> THE PROBLEM:
Everything from the line with "Regulatory review: dog's head" through the final line below should be copied out exactly, and nothing else should appear.

----

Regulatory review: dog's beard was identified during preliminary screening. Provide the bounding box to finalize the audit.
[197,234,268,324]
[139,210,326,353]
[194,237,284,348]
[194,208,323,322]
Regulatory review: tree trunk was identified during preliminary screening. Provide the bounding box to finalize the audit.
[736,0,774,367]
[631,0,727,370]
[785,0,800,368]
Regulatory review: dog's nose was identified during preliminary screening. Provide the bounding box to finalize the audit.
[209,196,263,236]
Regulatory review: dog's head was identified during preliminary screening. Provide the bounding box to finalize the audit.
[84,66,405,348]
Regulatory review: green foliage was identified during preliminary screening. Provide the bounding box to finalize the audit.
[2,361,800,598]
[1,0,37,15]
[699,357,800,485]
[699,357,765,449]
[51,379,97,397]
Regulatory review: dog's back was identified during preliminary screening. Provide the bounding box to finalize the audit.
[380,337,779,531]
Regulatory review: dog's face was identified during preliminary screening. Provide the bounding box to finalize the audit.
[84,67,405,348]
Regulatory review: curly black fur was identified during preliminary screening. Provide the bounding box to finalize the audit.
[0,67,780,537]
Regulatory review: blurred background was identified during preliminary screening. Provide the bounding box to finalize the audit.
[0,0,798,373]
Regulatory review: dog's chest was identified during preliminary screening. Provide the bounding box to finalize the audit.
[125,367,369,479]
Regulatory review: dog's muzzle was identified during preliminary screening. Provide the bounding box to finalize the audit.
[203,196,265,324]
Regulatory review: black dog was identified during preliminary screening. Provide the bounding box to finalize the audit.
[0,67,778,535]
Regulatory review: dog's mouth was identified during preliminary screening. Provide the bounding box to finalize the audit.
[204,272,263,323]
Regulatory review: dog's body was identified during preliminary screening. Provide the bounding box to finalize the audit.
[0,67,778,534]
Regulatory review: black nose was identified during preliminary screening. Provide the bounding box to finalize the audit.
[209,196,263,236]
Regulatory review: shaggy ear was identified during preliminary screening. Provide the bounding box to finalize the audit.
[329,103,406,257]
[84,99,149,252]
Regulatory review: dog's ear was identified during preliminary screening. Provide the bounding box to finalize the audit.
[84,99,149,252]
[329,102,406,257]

----

> FINISHED TASK:
Regulatory review: dog's head was identified during preliminary screening. Provide the bounding box to finalize the audit.
[84,66,405,348]
Regulatory review: green foliage was identified during preliminary screening. Provide the bounding box to finalize the audit.
[2,361,800,598]
[1,0,37,15]
[699,357,800,485]
[699,357,765,449]
[51,379,97,397]
Regulatory review: dog's back was identified during preliminary screening. Provide the bounding box to finalize the audit.
[380,337,779,531]
Regulatory review: dog's face was identified during preliminary screening. Provide the bounding box to finalize the audit.
[84,67,405,348]
Regulatory review: curly black fur was identified during preliminary screening. Provide the bounding box to finalize the audit.
[0,67,780,537]
Regulatory review: blurred background was identified during preliminary screening. Provide the bounding box to finalize the audit.
[0,0,798,373]
Regulatory review: dog's chest was identified during preliminary screening. Provide the bounding box to finalize the audit.
[125,367,369,479]
Regulatory review: dog's muzzle was identified during preliminary screening. Provide the bounding box to finalize the audit.
[203,196,265,324]
Regulatory review: black dog was identified during preliminary screening. Provide the bounding box to finalize the audit.
[0,67,778,535]
Regulatory review: dog's mouth was identified during preliminary screening. Provide the bounding box to finalize the audit.
[204,272,263,323]
Regulatory review: dog's body was identified during preliminary screening. Provide the bounding box to finalize the audit.
[0,67,778,534]
Regulatory review: black nose was identified during preliminary screening. Provide the bounding box to finalize the audit.
[209,196,263,236]
Regulatory review: shaggy ear was identified during preliminary screening. Provide the bounding box to finalize the audit.
[329,103,406,257]
[84,99,149,252]
Regulatory review: dog's ear was identified during preliminary screening. Provide the bounding box to finalize the audit.
[84,99,149,252]
[329,102,406,257]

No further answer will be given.